**TEXT PASSAGE**:
The purpose of these scripts is to find matches between projects submitted to a Brainhack Global event and the participants in that event. For each participant and project, the algorithm generates a score based on the matches between a project's requirements (e.g. topic, required skills or tools) and the participant's skills, background and interests.

Once the result is generated, the Brainhack Global event organizers will be able to send participants an email with information about the projects that potentially fit them better within the context of the event.

To gather these data we recommend using the Brainhack Global Participant Registration Form provided by the Brainhack Global Organization as a convenience participant registration form.

Context

The tools assume that the projects submitted as issues to the https://github.com/brainhackorg/global2020 repository have been labelled correctly, meaning that they have been assigned to a given Brainhack Global event, that they have been already published to the website, and that they contain the appropriate labels concerning their topic and required skills and tools.

**DIRECTION 1**:
Print the part of the Brainhack matching text from "Once the result" to "participant registration form.".
**DIRECTION 2**:
Using the Brainhack matching text, mark each statement yes or no and quote the words that decide it. (a) The score compares a project's requirements with a participant's skills, background and interests. (b) The tools assume that the projects have not yet been published to the website. (c) The text recommends gathering data with a registration form provided by the Brainhack Global Organization.
**DIRECTION 3**:
List every participant trait that the Brainhack matching text says a project's requirements are matched against.

**DATA SUPPLIED**:
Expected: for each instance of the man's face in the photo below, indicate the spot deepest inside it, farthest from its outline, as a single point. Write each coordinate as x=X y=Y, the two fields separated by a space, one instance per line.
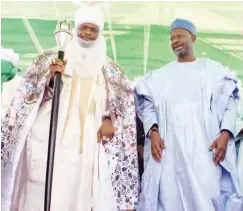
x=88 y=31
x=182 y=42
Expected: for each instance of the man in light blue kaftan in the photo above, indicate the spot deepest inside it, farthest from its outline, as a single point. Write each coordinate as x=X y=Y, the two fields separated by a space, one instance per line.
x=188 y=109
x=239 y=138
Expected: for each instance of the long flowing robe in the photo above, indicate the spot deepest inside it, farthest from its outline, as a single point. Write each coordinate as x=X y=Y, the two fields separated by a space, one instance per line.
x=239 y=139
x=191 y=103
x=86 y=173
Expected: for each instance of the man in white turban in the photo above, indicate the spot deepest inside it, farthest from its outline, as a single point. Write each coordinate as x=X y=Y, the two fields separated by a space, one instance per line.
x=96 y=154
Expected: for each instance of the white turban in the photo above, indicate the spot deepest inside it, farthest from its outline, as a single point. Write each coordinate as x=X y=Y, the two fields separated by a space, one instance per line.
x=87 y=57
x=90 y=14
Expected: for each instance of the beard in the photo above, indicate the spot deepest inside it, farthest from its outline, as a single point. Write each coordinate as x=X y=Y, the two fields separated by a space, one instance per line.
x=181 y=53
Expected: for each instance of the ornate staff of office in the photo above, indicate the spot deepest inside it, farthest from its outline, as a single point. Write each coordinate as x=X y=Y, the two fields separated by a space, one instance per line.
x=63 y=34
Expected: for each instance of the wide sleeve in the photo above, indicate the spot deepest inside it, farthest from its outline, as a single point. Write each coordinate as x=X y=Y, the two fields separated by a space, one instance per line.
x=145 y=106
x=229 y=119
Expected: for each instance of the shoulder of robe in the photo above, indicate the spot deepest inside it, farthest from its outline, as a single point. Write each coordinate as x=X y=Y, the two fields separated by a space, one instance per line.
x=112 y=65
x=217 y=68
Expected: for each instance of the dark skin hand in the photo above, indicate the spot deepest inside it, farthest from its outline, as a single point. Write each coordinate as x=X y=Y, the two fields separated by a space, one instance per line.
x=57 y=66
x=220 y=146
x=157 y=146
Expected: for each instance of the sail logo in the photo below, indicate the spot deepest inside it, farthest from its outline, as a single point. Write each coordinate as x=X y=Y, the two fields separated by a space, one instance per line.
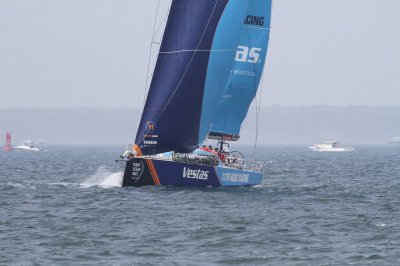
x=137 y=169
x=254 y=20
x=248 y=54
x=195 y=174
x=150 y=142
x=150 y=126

**WRITTEN RESPONSE 1**:
Once the result is generated, the Brainhack Global event organizers will be able to send participants an email with information about the projects that potentially fit them better within the context of the event.

To gather these data we recommend using the Brainhack Global Participant Registration Form provided by the Brainhack Global Organization as a convenience participant registration form.

**WRITTEN RESPONSE 2**:
(a) Yes: "the algorithm generates a score based on the matches between a project's requirements (e.g. topic, required skills or tools) and the participant's skills, background and interests."
(b) No: "that they have been already published to the website"
(c) Yes: "we recommend using the Brainhack Global Participant Registration Form provided by the Brainhack Global Organization"

**WRITTEN RESPONSE 3**:
- skills
- background
- interests